**ASSIGNMENT**: Find the word "foliage" in the data below and copy each line that holds it.

[[ DATA FOR PROCESSING, beginning ]]

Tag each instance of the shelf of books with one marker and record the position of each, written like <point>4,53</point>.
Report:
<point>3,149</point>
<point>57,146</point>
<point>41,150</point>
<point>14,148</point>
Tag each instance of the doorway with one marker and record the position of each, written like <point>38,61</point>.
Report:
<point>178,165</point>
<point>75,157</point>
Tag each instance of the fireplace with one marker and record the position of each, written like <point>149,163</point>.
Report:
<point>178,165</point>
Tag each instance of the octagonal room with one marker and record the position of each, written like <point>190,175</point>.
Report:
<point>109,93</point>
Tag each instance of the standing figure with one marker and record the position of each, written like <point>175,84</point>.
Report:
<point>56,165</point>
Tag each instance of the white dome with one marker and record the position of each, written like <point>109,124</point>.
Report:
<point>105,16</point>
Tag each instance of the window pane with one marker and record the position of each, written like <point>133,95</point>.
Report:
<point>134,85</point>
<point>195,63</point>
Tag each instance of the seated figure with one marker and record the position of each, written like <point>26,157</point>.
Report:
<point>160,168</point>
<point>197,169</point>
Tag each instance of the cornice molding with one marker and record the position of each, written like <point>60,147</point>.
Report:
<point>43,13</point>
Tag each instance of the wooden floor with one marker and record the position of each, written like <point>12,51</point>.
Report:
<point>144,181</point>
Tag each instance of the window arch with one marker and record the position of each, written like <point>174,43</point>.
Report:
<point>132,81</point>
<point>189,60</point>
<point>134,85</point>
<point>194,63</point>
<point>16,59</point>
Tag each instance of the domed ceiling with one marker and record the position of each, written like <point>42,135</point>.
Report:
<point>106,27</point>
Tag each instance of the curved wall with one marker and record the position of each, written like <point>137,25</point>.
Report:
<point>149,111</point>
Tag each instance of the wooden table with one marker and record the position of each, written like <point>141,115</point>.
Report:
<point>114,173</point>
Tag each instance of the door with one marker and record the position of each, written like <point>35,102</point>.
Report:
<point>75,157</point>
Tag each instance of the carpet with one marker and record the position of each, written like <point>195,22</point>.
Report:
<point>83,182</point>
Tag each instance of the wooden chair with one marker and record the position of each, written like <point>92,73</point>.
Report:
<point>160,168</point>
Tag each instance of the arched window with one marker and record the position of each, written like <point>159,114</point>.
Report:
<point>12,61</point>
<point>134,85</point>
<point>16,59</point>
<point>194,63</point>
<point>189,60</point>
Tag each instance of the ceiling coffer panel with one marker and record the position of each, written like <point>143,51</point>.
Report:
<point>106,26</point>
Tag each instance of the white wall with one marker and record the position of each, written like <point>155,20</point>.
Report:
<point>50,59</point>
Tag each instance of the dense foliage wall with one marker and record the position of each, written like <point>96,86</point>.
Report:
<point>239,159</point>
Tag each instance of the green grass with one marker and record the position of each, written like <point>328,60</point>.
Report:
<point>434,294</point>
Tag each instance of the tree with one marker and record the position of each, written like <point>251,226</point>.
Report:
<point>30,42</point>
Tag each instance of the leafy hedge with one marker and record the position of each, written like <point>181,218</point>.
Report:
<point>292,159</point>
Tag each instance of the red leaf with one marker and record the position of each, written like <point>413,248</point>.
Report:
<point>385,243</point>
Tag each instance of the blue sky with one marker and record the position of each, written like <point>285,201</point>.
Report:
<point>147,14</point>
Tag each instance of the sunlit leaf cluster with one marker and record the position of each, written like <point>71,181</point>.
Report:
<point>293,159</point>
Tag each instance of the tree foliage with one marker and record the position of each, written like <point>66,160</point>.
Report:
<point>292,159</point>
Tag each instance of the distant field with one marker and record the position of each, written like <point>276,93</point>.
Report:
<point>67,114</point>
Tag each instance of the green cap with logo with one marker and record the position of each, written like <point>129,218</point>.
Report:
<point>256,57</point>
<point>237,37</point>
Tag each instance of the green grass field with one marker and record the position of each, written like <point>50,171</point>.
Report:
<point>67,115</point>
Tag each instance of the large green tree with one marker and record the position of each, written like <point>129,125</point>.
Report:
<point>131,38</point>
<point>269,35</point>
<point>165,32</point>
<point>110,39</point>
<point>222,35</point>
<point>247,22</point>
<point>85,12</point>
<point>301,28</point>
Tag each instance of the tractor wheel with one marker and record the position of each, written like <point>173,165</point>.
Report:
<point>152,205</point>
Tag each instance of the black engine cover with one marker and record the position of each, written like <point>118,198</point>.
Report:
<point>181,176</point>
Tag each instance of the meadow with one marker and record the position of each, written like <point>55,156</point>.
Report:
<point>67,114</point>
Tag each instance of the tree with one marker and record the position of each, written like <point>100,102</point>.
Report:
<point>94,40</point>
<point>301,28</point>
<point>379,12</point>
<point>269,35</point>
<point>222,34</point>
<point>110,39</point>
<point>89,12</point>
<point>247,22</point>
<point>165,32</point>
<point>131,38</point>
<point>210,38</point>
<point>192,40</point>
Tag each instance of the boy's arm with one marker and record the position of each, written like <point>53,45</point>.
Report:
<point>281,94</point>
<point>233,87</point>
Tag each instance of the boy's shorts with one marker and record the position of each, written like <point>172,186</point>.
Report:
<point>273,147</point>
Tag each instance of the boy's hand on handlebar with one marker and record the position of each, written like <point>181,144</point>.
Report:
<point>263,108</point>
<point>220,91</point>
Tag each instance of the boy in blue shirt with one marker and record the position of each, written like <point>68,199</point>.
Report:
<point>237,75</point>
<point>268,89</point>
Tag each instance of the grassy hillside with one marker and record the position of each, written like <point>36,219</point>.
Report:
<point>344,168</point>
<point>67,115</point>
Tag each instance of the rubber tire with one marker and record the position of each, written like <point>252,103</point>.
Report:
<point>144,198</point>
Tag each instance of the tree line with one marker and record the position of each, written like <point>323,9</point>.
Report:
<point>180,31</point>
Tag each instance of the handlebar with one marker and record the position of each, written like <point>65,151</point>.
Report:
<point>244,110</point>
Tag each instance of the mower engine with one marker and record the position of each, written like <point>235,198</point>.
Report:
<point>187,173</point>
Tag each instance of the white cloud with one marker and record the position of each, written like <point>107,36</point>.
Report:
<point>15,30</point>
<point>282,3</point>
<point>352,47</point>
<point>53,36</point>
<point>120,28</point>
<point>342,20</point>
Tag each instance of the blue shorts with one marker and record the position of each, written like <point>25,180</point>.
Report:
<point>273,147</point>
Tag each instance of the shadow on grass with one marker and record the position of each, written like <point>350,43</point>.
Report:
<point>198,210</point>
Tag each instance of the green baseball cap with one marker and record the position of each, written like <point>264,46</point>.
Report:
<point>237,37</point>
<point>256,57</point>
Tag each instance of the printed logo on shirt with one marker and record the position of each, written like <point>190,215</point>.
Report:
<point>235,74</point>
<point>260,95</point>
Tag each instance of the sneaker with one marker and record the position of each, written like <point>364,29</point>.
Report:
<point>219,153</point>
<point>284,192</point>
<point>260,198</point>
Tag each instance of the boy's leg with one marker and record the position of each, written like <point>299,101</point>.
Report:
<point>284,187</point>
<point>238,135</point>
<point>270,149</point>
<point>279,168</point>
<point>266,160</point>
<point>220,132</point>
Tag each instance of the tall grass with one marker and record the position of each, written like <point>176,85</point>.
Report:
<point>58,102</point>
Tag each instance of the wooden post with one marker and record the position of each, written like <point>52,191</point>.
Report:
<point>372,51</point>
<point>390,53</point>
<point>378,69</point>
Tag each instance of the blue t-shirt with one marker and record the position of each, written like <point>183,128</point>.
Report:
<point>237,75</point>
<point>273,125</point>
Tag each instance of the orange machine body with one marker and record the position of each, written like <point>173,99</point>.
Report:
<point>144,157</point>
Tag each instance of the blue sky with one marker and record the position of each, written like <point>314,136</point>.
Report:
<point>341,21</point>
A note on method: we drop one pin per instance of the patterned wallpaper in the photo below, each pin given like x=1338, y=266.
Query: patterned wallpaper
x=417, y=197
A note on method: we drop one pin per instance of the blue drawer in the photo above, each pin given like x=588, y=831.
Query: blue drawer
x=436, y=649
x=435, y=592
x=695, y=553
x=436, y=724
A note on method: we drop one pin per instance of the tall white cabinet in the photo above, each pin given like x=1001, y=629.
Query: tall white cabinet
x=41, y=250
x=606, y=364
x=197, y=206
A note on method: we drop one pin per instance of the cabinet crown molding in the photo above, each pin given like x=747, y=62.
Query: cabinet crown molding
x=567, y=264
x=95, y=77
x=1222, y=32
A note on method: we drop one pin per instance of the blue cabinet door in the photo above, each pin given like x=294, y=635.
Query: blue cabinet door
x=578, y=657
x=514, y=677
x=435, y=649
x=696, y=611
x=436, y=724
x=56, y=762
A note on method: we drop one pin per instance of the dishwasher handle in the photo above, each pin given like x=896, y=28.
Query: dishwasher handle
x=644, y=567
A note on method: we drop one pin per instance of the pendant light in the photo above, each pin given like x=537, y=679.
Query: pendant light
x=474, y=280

[[ DATA FOR PROCESSING, end ]]

**EXERCISE SOLUTION**:
Tag each instance of the dense foliage wall with one marker and record the position of each, written like <point>96,86</point>.
Tag each instance of the tree foliage with one marker and record the position of each, written like <point>66,160</point>.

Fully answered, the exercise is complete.